Provided entries:

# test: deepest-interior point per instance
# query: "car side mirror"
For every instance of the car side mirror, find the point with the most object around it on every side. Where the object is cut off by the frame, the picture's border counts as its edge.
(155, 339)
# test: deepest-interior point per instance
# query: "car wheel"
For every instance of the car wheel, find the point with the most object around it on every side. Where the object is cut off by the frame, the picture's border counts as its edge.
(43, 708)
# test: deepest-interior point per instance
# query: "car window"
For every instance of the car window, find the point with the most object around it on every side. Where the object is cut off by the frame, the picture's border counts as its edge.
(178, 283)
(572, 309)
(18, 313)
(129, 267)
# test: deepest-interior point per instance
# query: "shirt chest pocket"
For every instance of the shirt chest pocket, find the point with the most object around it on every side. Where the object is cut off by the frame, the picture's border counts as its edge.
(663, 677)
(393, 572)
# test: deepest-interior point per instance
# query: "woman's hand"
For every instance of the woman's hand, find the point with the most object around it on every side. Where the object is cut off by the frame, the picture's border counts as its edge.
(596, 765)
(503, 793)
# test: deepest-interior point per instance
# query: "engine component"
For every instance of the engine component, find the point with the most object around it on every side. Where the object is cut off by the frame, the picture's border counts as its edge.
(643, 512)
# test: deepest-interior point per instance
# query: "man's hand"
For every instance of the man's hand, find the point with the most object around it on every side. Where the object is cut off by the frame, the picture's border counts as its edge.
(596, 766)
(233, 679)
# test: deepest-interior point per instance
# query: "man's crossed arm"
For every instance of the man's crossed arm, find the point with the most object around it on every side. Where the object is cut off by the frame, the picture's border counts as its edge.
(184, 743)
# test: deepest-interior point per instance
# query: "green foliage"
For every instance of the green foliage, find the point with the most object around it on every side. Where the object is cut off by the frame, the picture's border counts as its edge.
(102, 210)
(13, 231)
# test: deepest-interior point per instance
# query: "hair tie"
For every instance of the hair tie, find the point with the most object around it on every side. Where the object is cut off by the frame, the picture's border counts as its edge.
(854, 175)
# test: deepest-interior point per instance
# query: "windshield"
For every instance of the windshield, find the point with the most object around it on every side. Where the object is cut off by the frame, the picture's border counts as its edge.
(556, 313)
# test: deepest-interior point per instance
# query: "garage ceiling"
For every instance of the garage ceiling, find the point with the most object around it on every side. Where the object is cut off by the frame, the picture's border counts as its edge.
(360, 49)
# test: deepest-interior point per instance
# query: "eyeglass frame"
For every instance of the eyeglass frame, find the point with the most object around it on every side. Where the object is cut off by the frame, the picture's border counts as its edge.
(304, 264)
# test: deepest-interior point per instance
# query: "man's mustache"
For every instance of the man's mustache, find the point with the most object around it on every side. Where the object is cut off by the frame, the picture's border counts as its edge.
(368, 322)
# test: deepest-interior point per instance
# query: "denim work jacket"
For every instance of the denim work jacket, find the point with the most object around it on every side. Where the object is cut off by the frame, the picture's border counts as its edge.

Short exercise: Exactly reproduce all of the entries.

Finished answer:
# test: deepest-interior point per instance
# query: "car side mirror"
For every instance of the car side mirror, find the point with the most object around it on every side. Where the object is cut off by the frame, the picture's border counts as its edge.
(155, 339)
# test: deepest-interior point per instance
# query: "car wheel"
For every instance of the car wheel, find the point with the most object around it on every side. Where the object is cut off by the frame, the picture's border counts as its edge.
(43, 708)
# test: deepest-interior point per instance
# query: "car window"
For every instance of the car window, find the point with the most object around it on every side. Where the object is cut off by the frame, the picture's border counts as its edge.
(178, 283)
(572, 309)
(18, 313)
(129, 267)
# test: deepest-interior point per instance
# query: "shirt chest pocket"
For every instance of the shirt chest pocket, find the point with the most object around it on every side. Where the object is cut off by the frame, the picture's border counts as its edge.
(663, 677)
(393, 572)
# test: deepest-interior point per instance
# query: "woman's hand"
For every instance of the woman's hand, find the point with the most object around it on every side. Where the object is cut off by the frame, the picture's border counts as its edge.
(596, 765)
(503, 793)
# test: deepest-interior point per instance
# query: "engine component"
For every instance of the engine component, find the point with the most object around it on every side. Where the object is cut off by the frame, the picture's border counts as its edge.
(643, 512)
# test: deepest-interior point per instance
# query: "man's hand"
For every instance of the man's hand, find the point with the most object around it on every side. Where the object is cut off by the frame, the picture's border counts as its edge.
(596, 766)
(233, 679)
# test: deepest-interior point per instance
# query: "man's crossed arm"
For every instance of the man's crossed arm, find the point with the most object around it on every side. Where the object is cut off by the frame, the picture's border counts as its edge.
(184, 743)
# test: deepest-interior point per instance
# query: "green foliage"
For every instance of the green foliage, find the point with the most object around it on every side. Where the object is cut off by the frame, the picture's border counts as its edge.
(102, 210)
(13, 231)
# test: deepest-interior point per instance
# query: "hair tie"
For every instance of the hair tie, find the point with the most object around it on every side. Where the object is cut off by the frame, the picture's border counts as its edge.
(854, 175)
# test: deepest-interior point per instance
# query: "windshield"
For every instance of the windshield, find the point with the most object around it on every side. Where the object is cut off by the frame, the picture's border counts as its edge.
(556, 313)
# test: deepest-interior point per instance
# query: "garage ceiling"
For every instance of the garage ceiling, find the point with the most object around it on every side. Where the object is cut off by the frame, the picture's border counts as its edge.
(360, 49)
# test: deepest-interior point per instance
# query: "eyeglass frame"
For every instance of the eyeglass frame, find the point with the most object around it on every side. Where the object is cut off by the frame, the picture's border counts as its edge.
(304, 264)
# test: deepest-interior point per instance
# query: "man's mustache"
For every instance of the man's mustache, find the point with the most object around it on every side. Where the object is cut off by the frame, the picture's border counts as its edge.
(368, 322)
# test: deepest-interior point per instance
# query: "denim work jacket"
For every instance of the denim work jacket, find the point with the most object around it on every side. Where the object is cut off by the frame, the picture's border counts as its edge.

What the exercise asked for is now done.